* **Text shown**:

--- START ---

Interview with Rupali Gore – Calms and Balms

“Calms and Balms – poetry collection” is a journey of poems with 12 destinations. Some poems are open-ended, while some poems are reactions and reflections, opinions and observations of the poetess. Some delve into fantasy and mystique, while some poems will add a smile to your face. “Calms and Balms” is a blend of soothing and motivating thoughts. They will gently nudge the reader to read, feel and think. The book is devoted to topics like sports, nature, love and relationships, mystique of the sea and space, animals and birds, mental health, spirituality, city and rural landscape, India and the world and much more. Rupali writes in both – free verse as well as in different poetic forms. This book has poems written in different poetic forms like the Ghazal, Haiku, Haibun, Gwawdodyn as well free verse poems. The poetess loves sketching and often posts her poems along with sketches drawn by her on social media. She has drawn sketches and included them in the book. So, dear reader, be ready to read, feel and think about these writings of the poet, who makes a debut in the world of Poetry books.

Lets Start Interview :

The Rise Insight: What inspired you to create “Calms and Balms” and how did you come up with the title for your collection?

Author Rupali: I had a childhood dream of writing books, irrespective of my profession. I used to write whenever I would be inspired to write. Since 2016, I have been sharing my work on social media channels and blog.

The title of the poem “Calms And Balms” is inspired by one of my quotes, “Poetry is the calm and balm of my life”. Secondly, when I had made a list of probable titles, this title stood out because in its numerological value, my parents’ birthdays are there. So, my selection was easier as I could feel their blessings once again in the title.

The Rise Insight: Can you describe the journey of writing this poetry collection? Were there any particular challenges or surprises you encountered along the way?

Author Rupali: The journey has been a long one but an enjoyable one. Most of the poems written by me are between the period 2016 to 2024. All the poems of this collection were not shared by me in social media with the exception of one poem, which is dedicated to my father.

In 2023, I began the process of compiling my unpublished poems into one file. I revisited the words written by me and enjoyed the journey.

The Rise Insight: Your poems cover a wide range of topics from nature and love to mental health and spirituality. How do you choose the subjects for your poems?

Author Rupali: In our daily lives, I find inspiration to write. For example, I enjoy 2 sports the most- Badminton and Cricket. Badminton, I love to play and Cricket, I love to watch. In the “sports and games” section, you can read 2 poems dedicated to these 2 sports.

The forest fires of California inspired me to write the first poem of the book titled, “It is all just smoke and mirror”.

The Rise Insight: You write in various poetic forms like the ghazal, Haiku, Haibun, Gwawdodyn. What draws you to these different forms and how do you decide which form to use for a particular poem?

Author Rupali: Poetic forms offer a structured framework to the poem. As a poet, we have to follow the relevant rules of the poetic form like the number of words, number of lines, stanzas, syllables per line, rhyme scheme etc.

Writing in free verse is like walking in the woods, feeling the grounds, smelling the wildflowers, touching the waters of a brook. Writing in poetic forms is like walking on a road or driving a car on a highway where traffic rules are to be followed.

--- END ---

* **Supplied records**:
--- START ---

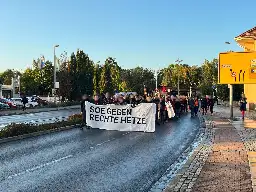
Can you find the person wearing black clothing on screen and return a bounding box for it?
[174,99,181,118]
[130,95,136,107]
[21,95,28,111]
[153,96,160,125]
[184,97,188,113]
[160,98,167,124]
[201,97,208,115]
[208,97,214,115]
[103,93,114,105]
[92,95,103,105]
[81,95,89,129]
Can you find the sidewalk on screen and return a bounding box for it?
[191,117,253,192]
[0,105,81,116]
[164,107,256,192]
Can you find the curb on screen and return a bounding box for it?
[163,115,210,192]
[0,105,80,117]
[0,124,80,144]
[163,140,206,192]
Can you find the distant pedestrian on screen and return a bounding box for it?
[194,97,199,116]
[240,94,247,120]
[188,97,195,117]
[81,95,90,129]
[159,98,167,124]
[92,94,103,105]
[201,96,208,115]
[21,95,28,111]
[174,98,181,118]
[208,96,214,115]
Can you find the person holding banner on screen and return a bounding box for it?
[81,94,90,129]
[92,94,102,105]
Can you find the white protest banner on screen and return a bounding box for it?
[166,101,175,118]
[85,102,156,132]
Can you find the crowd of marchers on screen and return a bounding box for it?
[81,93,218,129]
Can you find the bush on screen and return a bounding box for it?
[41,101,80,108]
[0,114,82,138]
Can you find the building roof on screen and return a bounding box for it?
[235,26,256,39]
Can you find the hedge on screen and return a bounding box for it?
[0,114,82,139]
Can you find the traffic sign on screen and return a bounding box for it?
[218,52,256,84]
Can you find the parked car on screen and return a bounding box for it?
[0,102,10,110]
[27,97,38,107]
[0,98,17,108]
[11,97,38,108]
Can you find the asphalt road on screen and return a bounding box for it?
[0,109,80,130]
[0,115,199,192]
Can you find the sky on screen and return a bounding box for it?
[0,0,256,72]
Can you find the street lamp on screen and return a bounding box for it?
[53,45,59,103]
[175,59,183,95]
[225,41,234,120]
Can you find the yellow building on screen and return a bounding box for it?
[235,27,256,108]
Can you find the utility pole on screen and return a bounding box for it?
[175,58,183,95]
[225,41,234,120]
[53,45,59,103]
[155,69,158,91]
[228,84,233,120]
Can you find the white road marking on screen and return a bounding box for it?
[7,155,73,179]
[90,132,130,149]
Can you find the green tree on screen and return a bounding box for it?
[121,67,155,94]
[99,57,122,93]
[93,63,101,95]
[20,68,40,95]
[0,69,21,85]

--- END ---
--- START ---

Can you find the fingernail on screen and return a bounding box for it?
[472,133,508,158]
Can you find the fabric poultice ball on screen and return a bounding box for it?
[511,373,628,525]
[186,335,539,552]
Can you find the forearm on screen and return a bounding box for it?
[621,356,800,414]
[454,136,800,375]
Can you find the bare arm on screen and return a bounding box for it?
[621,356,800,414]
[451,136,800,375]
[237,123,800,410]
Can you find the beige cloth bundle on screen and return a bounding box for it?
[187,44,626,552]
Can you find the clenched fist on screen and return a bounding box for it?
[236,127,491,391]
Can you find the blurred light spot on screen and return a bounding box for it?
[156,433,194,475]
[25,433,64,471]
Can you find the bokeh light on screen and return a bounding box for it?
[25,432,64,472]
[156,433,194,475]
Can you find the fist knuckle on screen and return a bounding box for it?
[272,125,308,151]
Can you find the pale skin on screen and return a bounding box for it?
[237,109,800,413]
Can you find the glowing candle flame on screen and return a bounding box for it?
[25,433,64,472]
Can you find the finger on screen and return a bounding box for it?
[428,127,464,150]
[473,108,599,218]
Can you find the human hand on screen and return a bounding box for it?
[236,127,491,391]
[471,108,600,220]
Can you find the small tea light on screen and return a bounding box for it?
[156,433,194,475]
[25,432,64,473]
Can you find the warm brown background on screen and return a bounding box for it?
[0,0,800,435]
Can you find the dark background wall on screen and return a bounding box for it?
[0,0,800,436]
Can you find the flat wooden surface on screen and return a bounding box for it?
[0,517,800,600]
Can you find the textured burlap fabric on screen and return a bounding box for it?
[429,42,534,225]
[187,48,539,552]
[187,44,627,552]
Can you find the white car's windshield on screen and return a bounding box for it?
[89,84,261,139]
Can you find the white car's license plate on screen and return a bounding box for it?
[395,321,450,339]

--- END ---

* **Description of the task**: Reproduce verbatim the passage of the interview above from "The Rise Insight: What" to "in the title.".

* **Result of this task**:
The Rise Insight: What inspired you to create “Calms and Balms” and how did you come up with the title for your collection?

Author Rupali: I had a childhood dream of writing books, irrespective of my profession. I used to write whenever I would be inspired to write. Since 2016, I have been sharing my work on social media channels and blog.

The title of the poem “Calms And Balms” is inspired by one of my quotes, “Poetry is the calm and balm of my life”. Secondly, when I had made a list of probable titles, this title stood out because in its numerological value, my parents’ birthdays are there. So, my selection was easier as I could feel their blessings once again in the title.